'''
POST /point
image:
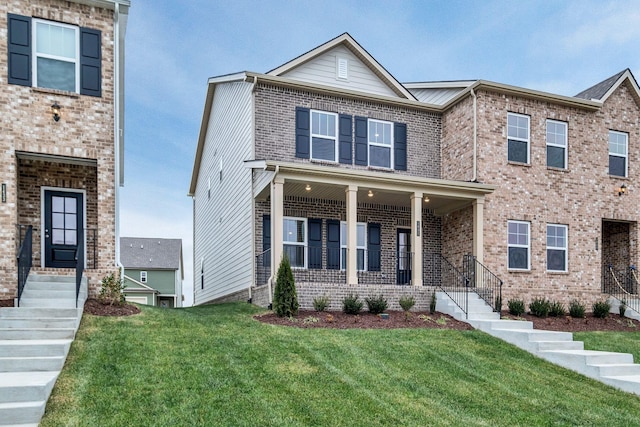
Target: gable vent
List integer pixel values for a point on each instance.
(342, 68)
'''
Task prompt: Copy each line of the rows above word for word, and leave the pictures out of your copy.

Task response:
POST /point
image:
Target: gable vent
List integer pixel values for a point on each instance.
(342, 68)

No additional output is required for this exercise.